» Location identification entries
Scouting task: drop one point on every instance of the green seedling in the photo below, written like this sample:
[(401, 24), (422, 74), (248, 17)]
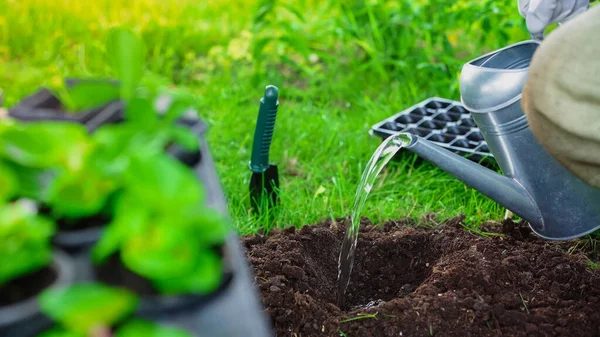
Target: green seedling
[(83, 310), (163, 231), (85, 95), (24, 240), (83, 307), (9, 183)]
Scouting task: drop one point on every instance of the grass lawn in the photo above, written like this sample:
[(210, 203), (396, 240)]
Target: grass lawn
[(341, 66)]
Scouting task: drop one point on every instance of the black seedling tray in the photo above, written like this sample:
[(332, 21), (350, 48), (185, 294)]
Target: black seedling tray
[(44, 105), (444, 122)]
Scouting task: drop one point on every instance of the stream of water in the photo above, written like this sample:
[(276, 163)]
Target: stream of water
[(384, 153)]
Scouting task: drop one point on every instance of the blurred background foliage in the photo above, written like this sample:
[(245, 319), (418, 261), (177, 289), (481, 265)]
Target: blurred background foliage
[(341, 66)]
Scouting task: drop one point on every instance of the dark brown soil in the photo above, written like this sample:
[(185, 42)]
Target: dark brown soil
[(27, 286), (416, 282)]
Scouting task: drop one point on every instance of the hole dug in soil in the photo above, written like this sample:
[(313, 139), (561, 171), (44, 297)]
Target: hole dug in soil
[(418, 282)]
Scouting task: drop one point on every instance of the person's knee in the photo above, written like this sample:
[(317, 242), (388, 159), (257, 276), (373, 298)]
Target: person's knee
[(561, 97)]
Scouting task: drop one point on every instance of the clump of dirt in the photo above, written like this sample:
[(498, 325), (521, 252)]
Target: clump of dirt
[(425, 282)]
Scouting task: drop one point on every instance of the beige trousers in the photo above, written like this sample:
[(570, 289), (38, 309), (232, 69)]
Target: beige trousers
[(561, 97)]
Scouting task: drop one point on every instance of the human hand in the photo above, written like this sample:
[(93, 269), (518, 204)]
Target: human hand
[(539, 14)]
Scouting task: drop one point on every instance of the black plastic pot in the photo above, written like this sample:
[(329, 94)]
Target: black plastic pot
[(80, 241), (44, 106), (24, 319), (235, 308)]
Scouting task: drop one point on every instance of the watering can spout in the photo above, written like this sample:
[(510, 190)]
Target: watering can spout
[(534, 185), (506, 191)]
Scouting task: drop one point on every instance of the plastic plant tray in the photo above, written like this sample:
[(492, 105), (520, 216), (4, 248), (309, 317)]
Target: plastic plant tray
[(444, 122)]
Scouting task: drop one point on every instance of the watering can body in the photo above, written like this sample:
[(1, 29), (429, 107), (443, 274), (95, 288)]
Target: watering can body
[(534, 185)]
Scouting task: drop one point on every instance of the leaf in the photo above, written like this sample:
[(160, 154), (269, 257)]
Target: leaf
[(162, 251), (162, 182), (320, 191), (84, 306), (126, 53), (60, 332), (91, 94), (79, 194), (204, 280), (141, 112), (129, 219), (9, 183), (184, 137), (142, 328), (211, 227), (24, 240), (46, 144)]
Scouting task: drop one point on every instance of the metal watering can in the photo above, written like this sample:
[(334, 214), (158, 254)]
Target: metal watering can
[(557, 205)]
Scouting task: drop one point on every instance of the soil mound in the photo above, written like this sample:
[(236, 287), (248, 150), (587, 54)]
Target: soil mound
[(425, 282)]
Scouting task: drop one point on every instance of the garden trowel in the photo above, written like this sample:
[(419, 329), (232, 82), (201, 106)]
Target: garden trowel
[(264, 182)]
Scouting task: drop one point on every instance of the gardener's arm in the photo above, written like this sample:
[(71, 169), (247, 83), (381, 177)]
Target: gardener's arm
[(561, 97), (539, 14)]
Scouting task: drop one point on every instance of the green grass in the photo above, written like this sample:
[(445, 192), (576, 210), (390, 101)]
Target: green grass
[(341, 66)]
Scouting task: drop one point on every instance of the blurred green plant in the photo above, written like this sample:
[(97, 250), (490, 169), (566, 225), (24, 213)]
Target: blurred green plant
[(82, 309), (24, 240), (160, 225)]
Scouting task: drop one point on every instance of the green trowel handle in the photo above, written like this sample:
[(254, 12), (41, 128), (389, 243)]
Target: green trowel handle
[(264, 130)]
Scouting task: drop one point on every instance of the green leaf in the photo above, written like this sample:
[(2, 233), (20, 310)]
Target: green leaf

» INSTRUCTIONS TO FOLLOW
Write out all of the entries above again, swapping each "Scouting task" for "Labeling task" and leaving everything else unchanged. Leave the pictures out of your answer.

» OUTPUT BELOW
Labeling task: drop one point on every instance of the green seedling in the photo below, written like this sample:
[(401, 24), (422, 74), (248, 17)]
Target: green seedling
[(83, 310), (163, 231), (85, 95), (24, 240), (83, 307), (9, 183)]
Labeling task: drop one point on every instance of the grass lawn in the photo above, written like this sample:
[(210, 203), (396, 240)]
Target: grass lawn
[(341, 66)]
Labeling task: drop one point on every instance of the black seedling tray in the photo above, written like this sample:
[(332, 21), (350, 48), (185, 294)]
Target: black seedling tray
[(44, 105), (444, 122)]
Labeling task: drop one point on every instance of the stream of water in the photo above, written like this sample:
[(276, 163)]
Target: stream of water
[(384, 153)]
Labeling task: drop one point on every instance of the blurred background foliage in the photo above, written like this sample:
[(245, 319), (418, 261), (177, 289), (481, 265)]
Target: blurred background foliage
[(341, 66)]
Labeling task: drop one point on every instance of the dark brown soil in the photo above, written like this sample:
[(185, 42)]
Target: dark brown soil
[(27, 286), (416, 282)]
Labeling task: drop one point on every instance of the hole dug in soil in the photo above, written like this sample:
[(313, 139), (561, 171), (44, 297)]
Target: hole dug in soil
[(418, 282)]
Labeling task: drop one point on every instance of the person's knee in the photo above, written like this sample:
[(317, 242), (388, 159), (257, 276), (373, 298)]
Target: person's knee
[(561, 97)]
Labeling task: drop one point on every instance of the clump of dirt in the photo above, written like this sample:
[(498, 325), (521, 252)]
Target: clump of dirt
[(425, 282)]
Labeling task: drop one point on every instance of the beige trousers in the photo above, written like this sample:
[(570, 289), (38, 309), (232, 69)]
Target: beige trousers
[(561, 97)]
Labeling task: drop one point on every instance of the human hand in the photo above, written like this sample:
[(93, 269), (518, 204)]
Target: human hand
[(539, 14)]
Labeling task: drop one point on every instance of the black plastic pot in the photo above, written like this sample:
[(329, 94)]
Target: black plastic pot
[(80, 241), (44, 106), (24, 319), (235, 308)]
Labeling task: drop one point on every instance of the watering can spout in the photo above, written like this sample:
[(510, 190)]
Target: watering can spout
[(534, 185), (506, 191)]
Labeling task: drop one point on every instance of the plastic plant tray in the photo above, written like this sample:
[(492, 105), (520, 216), (4, 248), (309, 317)]
Target: plastic plant tray
[(444, 122)]
Labeling task: drop one point on every instance of the watering can body in the photo above, written like this sample:
[(1, 29), (429, 107), (443, 274), (95, 288)]
Target: watering can body
[(534, 185)]
Labeling task: drop one point on every instance of the leaf in the photo above, written like this sample:
[(160, 154), (269, 257)]
Target: leaf
[(162, 251), (162, 182), (320, 191), (84, 306), (126, 53), (60, 332), (91, 94), (79, 194), (204, 280), (141, 112), (129, 219), (9, 183), (184, 137), (142, 328), (211, 227), (24, 240), (46, 144)]
Labeling task: drop one point on every instance of the metal watering can in the photo above, written like this sample:
[(334, 214), (158, 254)]
Target: metal watering can
[(557, 205)]
Labeling task: drop one point on every instance of the soil mound in the photo above, written like this sample:
[(236, 287), (248, 150), (587, 54)]
Target: soil mound
[(425, 282)]
Labeling task: drop one point on every instance of the garden trowel in the photo above, written like this sample:
[(419, 329), (232, 82), (201, 106)]
Target: garden trowel
[(264, 182)]
Labeling task: drop one point on every instance of the gardener's arm in the photo above, written like this sample:
[(71, 169), (247, 83), (381, 177)]
Target: gardener's arm
[(561, 97), (539, 14)]
Labeling task: drop one point on every instance of the green grass in the photo above, written like this sample:
[(445, 192), (576, 210), (390, 101)]
Target: green grass
[(341, 66)]
Labeling task: drop one point on every instance of the blurred green plant in the photo above, written like this sample:
[(97, 250), (490, 169), (566, 225), (24, 213)]
Target: blurred green plant
[(82, 309), (24, 240), (160, 225)]
Labeling task: drop one point on every instance of the green trowel handle in the photo above, written like this sample:
[(254, 12), (41, 128), (389, 243)]
Target: green trowel handle
[(264, 130)]
Labeling task: drop one point on every instance of the green leaf in the photo above, written like this sample:
[(2, 233), (20, 310)]
Target: green leaf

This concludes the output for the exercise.